**THE TASK:**
Can you rewrite the lines starting at the first one and ending at the one containing "[[605, 276]]", substituting "pin" for every "marker" and changing nothing else?

**DATA EXTRACT:**
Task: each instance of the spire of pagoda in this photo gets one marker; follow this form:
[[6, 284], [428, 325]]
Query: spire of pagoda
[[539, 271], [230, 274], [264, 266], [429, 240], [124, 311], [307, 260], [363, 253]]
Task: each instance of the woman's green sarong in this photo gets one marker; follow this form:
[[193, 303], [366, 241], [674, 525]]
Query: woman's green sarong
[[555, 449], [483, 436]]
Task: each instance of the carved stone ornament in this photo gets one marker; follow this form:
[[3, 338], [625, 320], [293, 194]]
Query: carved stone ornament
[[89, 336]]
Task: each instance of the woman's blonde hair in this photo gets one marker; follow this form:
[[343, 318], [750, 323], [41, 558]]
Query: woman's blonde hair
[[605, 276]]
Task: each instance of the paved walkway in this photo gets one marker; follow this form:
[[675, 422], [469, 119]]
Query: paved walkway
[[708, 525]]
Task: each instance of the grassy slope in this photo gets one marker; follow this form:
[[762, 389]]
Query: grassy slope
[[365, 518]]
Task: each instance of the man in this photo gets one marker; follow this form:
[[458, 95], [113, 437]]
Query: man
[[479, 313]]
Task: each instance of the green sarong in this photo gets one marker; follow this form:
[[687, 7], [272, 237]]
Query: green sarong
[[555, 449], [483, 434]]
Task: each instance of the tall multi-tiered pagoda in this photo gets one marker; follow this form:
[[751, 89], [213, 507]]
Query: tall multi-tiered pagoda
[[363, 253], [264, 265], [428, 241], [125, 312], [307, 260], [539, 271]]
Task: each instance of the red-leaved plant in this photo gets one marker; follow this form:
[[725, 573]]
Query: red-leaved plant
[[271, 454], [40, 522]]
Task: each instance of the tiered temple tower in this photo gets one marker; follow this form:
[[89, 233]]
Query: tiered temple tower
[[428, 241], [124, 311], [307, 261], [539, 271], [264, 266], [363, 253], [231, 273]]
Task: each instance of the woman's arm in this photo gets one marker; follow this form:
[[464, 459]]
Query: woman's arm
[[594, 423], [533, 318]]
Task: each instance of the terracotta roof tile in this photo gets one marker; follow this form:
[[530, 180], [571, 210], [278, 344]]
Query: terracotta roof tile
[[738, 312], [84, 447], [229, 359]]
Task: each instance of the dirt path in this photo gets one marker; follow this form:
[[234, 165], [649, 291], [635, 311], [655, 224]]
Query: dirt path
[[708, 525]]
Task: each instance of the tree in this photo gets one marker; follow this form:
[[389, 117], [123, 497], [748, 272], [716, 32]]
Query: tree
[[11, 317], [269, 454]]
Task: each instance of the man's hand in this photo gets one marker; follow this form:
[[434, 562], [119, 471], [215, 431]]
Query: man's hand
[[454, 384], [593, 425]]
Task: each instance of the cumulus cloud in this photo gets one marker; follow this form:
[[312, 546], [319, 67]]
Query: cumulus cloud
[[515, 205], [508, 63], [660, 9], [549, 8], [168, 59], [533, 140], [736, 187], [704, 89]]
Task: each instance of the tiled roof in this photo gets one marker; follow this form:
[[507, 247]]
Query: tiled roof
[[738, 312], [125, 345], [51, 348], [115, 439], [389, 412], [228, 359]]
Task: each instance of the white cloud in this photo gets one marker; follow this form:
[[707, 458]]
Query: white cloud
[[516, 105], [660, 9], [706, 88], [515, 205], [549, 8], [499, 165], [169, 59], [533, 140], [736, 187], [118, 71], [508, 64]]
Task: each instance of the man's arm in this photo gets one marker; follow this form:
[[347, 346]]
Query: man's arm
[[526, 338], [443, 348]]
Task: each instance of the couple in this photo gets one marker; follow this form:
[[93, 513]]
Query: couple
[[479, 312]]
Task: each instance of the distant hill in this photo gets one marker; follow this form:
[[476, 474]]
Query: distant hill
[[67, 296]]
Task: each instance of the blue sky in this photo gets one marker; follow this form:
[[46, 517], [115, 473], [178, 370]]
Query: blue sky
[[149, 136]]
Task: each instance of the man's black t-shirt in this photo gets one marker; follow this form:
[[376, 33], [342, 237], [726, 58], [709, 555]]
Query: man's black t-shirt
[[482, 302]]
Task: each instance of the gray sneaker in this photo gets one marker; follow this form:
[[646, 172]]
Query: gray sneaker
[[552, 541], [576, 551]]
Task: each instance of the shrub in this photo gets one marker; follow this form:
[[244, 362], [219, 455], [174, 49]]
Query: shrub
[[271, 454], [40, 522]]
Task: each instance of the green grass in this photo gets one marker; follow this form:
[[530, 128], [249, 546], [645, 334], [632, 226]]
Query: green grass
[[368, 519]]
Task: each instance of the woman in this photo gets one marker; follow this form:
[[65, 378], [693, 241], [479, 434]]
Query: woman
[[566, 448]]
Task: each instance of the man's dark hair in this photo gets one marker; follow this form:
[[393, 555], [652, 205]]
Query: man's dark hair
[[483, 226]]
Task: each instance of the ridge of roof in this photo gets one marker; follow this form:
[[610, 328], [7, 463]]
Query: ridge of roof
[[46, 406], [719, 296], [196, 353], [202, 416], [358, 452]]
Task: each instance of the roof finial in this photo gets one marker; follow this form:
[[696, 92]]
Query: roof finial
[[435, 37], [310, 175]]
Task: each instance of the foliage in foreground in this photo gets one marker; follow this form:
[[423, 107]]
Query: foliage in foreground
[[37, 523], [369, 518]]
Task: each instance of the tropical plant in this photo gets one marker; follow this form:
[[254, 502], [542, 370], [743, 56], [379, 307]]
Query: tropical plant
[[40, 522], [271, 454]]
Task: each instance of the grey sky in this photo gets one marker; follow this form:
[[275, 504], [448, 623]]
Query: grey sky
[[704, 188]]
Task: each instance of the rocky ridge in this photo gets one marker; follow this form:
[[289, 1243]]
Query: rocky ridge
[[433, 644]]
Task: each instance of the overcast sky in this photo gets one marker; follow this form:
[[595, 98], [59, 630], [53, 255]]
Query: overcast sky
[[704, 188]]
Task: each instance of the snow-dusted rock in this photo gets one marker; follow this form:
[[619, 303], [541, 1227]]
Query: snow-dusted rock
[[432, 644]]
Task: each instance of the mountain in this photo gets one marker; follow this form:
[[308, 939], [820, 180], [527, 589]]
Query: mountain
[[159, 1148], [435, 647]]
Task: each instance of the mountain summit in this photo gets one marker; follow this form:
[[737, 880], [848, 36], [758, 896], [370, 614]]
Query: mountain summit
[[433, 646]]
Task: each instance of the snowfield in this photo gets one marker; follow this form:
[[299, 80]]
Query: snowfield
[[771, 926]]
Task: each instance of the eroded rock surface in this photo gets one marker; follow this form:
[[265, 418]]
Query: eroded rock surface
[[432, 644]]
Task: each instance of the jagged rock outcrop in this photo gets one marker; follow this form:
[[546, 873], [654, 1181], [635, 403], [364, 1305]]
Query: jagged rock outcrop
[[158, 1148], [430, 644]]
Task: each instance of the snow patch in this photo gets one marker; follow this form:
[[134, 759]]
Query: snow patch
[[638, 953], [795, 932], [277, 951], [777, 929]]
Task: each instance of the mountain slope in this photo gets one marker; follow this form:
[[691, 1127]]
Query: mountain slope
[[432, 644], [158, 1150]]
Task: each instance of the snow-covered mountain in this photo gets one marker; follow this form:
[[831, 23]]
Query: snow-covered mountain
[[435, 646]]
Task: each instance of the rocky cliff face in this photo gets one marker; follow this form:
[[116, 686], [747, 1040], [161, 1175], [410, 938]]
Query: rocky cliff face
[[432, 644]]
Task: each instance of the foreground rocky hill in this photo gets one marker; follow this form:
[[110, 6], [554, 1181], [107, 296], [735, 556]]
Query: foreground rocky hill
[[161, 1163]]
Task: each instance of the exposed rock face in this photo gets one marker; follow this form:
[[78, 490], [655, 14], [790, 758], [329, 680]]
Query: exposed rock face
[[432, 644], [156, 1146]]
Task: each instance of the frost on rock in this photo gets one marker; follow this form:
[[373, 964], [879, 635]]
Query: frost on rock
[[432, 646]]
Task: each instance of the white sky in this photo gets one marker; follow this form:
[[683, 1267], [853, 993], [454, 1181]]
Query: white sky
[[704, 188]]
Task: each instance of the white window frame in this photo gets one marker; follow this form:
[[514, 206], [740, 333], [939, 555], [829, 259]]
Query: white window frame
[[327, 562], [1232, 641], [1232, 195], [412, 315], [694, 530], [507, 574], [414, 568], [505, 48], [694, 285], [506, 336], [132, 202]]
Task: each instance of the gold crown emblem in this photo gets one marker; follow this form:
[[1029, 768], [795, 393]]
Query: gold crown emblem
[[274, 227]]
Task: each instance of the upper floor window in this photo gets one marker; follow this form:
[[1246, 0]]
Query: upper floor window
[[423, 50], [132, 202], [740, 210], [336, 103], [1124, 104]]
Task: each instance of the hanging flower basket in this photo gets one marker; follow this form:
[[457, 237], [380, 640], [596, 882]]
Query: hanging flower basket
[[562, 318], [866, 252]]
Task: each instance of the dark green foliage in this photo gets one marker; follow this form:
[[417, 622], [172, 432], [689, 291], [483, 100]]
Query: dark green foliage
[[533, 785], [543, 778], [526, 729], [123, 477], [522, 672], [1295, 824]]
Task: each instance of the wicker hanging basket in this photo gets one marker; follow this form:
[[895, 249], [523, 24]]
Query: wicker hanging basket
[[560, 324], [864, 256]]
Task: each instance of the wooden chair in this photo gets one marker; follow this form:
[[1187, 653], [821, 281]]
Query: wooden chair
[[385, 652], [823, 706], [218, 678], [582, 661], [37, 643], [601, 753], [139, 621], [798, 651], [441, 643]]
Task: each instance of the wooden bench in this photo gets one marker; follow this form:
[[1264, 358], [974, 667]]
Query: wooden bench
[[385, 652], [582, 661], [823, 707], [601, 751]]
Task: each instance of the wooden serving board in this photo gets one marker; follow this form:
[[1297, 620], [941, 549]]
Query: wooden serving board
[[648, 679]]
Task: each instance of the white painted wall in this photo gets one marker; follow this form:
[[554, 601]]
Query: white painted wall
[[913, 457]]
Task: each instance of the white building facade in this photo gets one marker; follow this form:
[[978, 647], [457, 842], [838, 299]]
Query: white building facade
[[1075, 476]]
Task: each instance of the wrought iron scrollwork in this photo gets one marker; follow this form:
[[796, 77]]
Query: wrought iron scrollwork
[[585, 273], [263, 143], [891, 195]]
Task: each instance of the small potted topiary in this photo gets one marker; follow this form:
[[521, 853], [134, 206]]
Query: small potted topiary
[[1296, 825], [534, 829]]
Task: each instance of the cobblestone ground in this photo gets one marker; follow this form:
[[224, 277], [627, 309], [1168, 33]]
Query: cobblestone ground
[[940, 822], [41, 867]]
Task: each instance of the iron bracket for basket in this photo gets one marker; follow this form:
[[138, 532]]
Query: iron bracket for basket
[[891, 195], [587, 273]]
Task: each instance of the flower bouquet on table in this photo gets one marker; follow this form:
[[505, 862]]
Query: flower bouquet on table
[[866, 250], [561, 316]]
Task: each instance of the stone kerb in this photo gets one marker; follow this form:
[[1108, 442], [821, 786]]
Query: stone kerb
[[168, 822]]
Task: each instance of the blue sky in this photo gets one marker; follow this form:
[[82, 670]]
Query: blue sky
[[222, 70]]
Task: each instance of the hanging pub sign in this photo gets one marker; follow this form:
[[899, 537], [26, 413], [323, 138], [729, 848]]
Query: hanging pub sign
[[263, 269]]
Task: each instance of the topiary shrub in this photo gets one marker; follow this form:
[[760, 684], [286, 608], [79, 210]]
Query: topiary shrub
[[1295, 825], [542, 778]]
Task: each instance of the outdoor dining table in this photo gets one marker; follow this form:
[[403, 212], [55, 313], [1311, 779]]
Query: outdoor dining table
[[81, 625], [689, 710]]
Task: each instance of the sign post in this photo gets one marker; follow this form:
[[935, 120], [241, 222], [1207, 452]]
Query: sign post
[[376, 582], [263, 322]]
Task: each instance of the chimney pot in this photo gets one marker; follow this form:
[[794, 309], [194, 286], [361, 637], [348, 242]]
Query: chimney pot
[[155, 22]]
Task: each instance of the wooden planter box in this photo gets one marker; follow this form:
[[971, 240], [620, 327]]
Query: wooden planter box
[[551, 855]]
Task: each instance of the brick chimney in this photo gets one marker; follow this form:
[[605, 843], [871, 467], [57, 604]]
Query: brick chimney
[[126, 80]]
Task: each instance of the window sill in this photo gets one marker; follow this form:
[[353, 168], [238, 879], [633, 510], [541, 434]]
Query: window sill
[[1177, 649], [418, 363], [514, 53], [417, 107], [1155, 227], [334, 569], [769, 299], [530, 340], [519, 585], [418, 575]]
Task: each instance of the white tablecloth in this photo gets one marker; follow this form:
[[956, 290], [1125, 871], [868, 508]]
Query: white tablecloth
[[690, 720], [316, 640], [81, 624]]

**ANSWER TO THIS TASK:**
Task: each instance of the spire of pagoda in this photo gets one pin; follow this form:
[[6, 284], [428, 325]]
Query: spire of pagoda
[[539, 271], [230, 274], [264, 266], [429, 240], [124, 311], [307, 260], [363, 253]]
Task: each instance of the woman's green sarong in this photo gets one pin; follow this form:
[[193, 303], [366, 241], [674, 525]]
Query: woman's green sarong
[[555, 449], [483, 436]]
Task: each instance of the carved stone ornament in this photo gets one pin; follow this form:
[[3, 338], [625, 320], [293, 194]]
Query: carved stone ornament
[[89, 336]]
Task: each instance of the woman's blonde hair in this photo gets one pin; follow this form:
[[343, 318], [750, 323], [41, 558]]
Query: woman's blonde hair
[[605, 276]]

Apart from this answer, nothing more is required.